### Description of the task
Output the data below in full, byte for byte. Nothing may differ.

### Material for the task

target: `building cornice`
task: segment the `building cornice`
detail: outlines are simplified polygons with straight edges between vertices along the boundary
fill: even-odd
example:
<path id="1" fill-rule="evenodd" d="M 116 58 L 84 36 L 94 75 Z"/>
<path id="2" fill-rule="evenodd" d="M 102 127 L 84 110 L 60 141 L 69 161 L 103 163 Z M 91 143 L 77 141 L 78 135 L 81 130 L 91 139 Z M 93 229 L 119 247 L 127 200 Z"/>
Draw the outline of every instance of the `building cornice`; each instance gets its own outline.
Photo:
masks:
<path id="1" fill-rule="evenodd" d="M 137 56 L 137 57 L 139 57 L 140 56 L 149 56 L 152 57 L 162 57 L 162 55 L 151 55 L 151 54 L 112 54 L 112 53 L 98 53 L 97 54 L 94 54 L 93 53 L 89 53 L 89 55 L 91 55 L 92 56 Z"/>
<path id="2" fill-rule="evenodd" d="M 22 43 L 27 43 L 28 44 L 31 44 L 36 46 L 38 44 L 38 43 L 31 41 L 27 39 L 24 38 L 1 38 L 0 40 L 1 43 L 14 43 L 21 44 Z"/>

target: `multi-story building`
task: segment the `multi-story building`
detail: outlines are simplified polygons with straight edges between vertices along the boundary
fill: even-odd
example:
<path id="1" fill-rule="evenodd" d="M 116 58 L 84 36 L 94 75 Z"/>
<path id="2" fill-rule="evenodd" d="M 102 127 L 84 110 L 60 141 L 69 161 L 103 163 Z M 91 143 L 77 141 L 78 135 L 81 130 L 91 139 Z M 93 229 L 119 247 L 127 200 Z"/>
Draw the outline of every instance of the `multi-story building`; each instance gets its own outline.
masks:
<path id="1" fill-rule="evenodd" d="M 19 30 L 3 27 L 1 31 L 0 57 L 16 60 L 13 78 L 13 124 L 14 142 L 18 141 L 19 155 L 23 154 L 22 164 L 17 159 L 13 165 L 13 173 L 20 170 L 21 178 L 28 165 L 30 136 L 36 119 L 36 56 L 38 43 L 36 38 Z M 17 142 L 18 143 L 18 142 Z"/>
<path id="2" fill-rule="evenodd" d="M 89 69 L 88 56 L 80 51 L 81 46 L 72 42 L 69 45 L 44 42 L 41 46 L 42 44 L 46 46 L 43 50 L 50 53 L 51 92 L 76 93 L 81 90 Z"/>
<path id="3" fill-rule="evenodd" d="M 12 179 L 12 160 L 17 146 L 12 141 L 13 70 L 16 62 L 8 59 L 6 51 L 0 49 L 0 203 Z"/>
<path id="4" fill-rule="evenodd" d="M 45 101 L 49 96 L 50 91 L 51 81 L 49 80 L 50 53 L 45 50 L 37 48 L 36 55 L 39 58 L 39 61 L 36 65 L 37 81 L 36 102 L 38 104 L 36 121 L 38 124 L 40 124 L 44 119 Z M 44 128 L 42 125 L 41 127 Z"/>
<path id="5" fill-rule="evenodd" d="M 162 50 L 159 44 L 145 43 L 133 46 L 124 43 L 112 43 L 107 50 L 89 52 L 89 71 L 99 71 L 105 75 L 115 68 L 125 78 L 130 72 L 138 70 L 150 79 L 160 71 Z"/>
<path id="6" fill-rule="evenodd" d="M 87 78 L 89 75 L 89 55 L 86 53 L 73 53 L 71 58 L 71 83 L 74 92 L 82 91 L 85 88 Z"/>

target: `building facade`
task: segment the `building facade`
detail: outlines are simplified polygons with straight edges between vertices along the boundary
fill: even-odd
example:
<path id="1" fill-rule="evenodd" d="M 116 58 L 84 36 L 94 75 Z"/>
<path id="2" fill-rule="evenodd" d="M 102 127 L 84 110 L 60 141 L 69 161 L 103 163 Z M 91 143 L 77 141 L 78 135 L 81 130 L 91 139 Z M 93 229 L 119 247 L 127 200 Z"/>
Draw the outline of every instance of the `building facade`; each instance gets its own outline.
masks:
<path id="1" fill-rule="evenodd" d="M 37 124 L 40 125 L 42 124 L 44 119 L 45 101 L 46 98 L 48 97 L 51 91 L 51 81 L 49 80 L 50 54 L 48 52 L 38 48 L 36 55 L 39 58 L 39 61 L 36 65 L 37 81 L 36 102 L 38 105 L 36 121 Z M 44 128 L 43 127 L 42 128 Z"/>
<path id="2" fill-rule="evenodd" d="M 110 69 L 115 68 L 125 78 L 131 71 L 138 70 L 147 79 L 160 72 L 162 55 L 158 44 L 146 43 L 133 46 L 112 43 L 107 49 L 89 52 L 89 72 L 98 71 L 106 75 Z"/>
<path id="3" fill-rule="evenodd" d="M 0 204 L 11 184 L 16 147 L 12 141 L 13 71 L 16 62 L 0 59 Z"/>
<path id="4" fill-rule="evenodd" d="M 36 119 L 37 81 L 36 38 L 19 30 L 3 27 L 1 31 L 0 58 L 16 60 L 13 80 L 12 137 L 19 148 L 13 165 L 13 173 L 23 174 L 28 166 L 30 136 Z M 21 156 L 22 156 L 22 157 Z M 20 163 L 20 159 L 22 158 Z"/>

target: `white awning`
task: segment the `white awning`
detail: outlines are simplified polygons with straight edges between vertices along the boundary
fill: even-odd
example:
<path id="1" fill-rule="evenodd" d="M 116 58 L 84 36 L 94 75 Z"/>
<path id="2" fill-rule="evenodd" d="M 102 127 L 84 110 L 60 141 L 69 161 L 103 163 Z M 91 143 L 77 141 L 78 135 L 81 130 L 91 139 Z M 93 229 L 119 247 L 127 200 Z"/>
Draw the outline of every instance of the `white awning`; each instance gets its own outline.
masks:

### Exercise response
target: `building cornice`
task: segment the `building cornice`
detail: outlines are simplified polygons with straight edges between vertices along the boundary
fill: even-odd
example:
<path id="1" fill-rule="evenodd" d="M 116 58 L 84 36 L 94 75 Z"/>
<path id="2" fill-rule="evenodd" d="M 102 127 L 84 110 L 60 141 L 69 161 L 103 163 Z M 91 143 L 77 141 L 78 135 L 81 130 L 91 139 Z M 93 229 L 119 247 L 127 200 Z"/>
Draw the outline of every instance of the `building cornice`; each instance gets its own outline.
Photo:
masks:
<path id="1" fill-rule="evenodd" d="M 137 56 L 137 57 L 139 57 L 140 56 L 149 56 L 152 57 L 162 57 L 162 55 L 151 55 L 151 54 L 112 54 L 112 53 L 98 53 L 97 54 L 94 54 L 93 53 L 89 53 L 89 55 L 91 55 L 92 56 Z"/>
<path id="2" fill-rule="evenodd" d="M 22 43 L 27 43 L 28 44 L 31 44 L 36 46 L 38 44 L 38 43 L 31 41 L 27 39 L 24 38 L 1 38 L 0 40 L 1 43 L 14 43 L 21 44 Z"/>

target: `multi-story building`
task: segment the `multi-story building`
detail: outlines are simplified polygons with straight edges between vertices along the boundary
fill: even-odd
example:
<path id="1" fill-rule="evenodd" d="M 116 58 L 84 36 L 94 75 Z"/>
<path id="2" fill-rule="evenodd" d="M 102 127 L 84 110 L 60 141 L 69 161 L 103 163 Z M 91 143 L 77 141 L 78 135 L 81 130 L 91 139 Z M 93 229 L 119 247 L 127 200 Z"/>
Draw the outline of every instance of the `multi-story building`; each instance gets its own outline.
masks:
<path id="1" fill-rule="evenodd" d="M 19 30 L 3 27 L 1 31 L 0 57 L 16 60 L 13 78 L 13 124 L 14 142 L 18 141 L 19 155 L 23 154 L 22 164 L 17 159 L 13 165 L 13 173 L 20 170 L 21 178 L 28 165 L 30 136 L 36 119 L 36 56 L 38 43 L 36 38 Z M 17 142 L 18 143 L 18 142 Z"/>
<path id="2" fill-rule="evenodd" d="M 89 69 L 88 56 L 80 51 L 81 46 L 72 42 L 69 45 L 44 42 L 41 46 L 42 44 L 46 46 L 43 50 L 50 53 L 51 92 L 76 93 L 81 90 Z"/>
<path id="3" fill-rule="evenodd" d="M 12 179 L 12 160 L 17 146 L 12 141 L 13 70 L 16 62 L 8 59 L 6 51 L 0 49 L 0 203 Z"/>
<path id="4" fill-rule="evenodd" d="M 45 101 L 49 96 L 50 91 L 51 81 L 49 80 L 50 53 L 45 50 L 37 48 L 36 55 L 39 58 L 39 61 L 36 65 L 37 81 L 36 102 L 38 104 L 36 121 L 38 124 L 40 124 L 44 119 Z M 44 128 L 42 125 L 41 127 Z"/>
<path id="5" fill-rule="evenodd" d="M 162 50 L 159 44 L 145 43 L 133 46 L 124 43 L 112 43 L 107 50 L 89 52 L 89 71 L 99 71 L 105 75 L 115 68 L 125 78 L 130 72 L 138 70 L 150 79 L 160 71 Z"/>
<path id="6" fill-rule="evenodd" d="M 87 78 L 89 75 L 89 55 L 86 53 L 73 53 L 71 58 L 71 83 L 74 92 L 82 91 L 85 88 Z"/>

target: `building facade`
task: segment the `building facade`
detail: outlines are simplified polygons with straight edges between vertices along the boundary
fill: even-odd
example:
<path id="1" fill-rule="evenodd" d="M 116 58 L 84 36 L 94 75 Z"/>
<path id="2" fill-rule="evenodd" d="M 102 127 L 84 110 L 60 141 L 69 161 L 103 163 Z M 91 143 L 77 141 L 78 135 L 81 130 L 91 139 Z M 93 229 L 119 247 L 127 200 Z"/>
Draw the outline of every instance of the `building facade`; each instance gets its own outline.
masks:
<path id="1" fill-rule="evenodd" d="M 37 124 L 40 125 L 42 124 L 44 119 L 45 101 L 46 98 L 48 97 L 51 91 L 51 81 L 49 80 L 50 54 L 48 52 L 38 48 L 36 55 L 39 58 L 39 61 L 36 65 L 37 81 L 36 102 L 38 105 L 36 121 Z M 44 128 L 43 127 L 42 128 Z"/>
<path id="2" fill-rule="evenodd" d="M 110 69 L 115 68 L 125 78 L 131 71 L 138 70 L 147 79 L 160 72 L 162 55 L 158 44 L 146 43 L 133 46 L 112 43 L 107 49 L 89 52 L 89 72 L 98 71 L 106 75 Z"/>
<path id="3" fill-rule="evenodd" d="M 0 204 L 11 184 L 16 147 L 12 141 L 13 71 L 16 62 L 0 59 Z"/>
<path id="4" fill-rule="evenodd" d="M 36 119 L 37 81 L 36 38 L 19 30 L 3 27 L 1 31 L 0 58 L 16 60 L 13 80 L 12 137 L 19 148 L 13 165 L 13 173 L 23 174 L 28 166 L 30 136 Z M 21 156 L 22 156 L 22 157 Z M 20 163 L 20 159 L 22 158 Z"/>

target: `white awning`
task: segment the `white awning`
detail: outlines are simplified polygons with straight edges between vertices along the boundary
fill: even-odd
example:
<path id="1" fill-rule="evenodd" d="M 116 58 L 84 36 L 94 75 Z"/>
<path id="2" fill-rule="evenodd" d="M 102 127 L 84 110 L 60 141 L 69 161 L 103 163 Z M 91 143 L 77 141 L 78 135 L 81 130 L 91 139 Z M 93 229 L 119 247 L 127 200 Z"/>
Draw the outline of every instance of the `white awning`; each instance gets its own outline.
masks:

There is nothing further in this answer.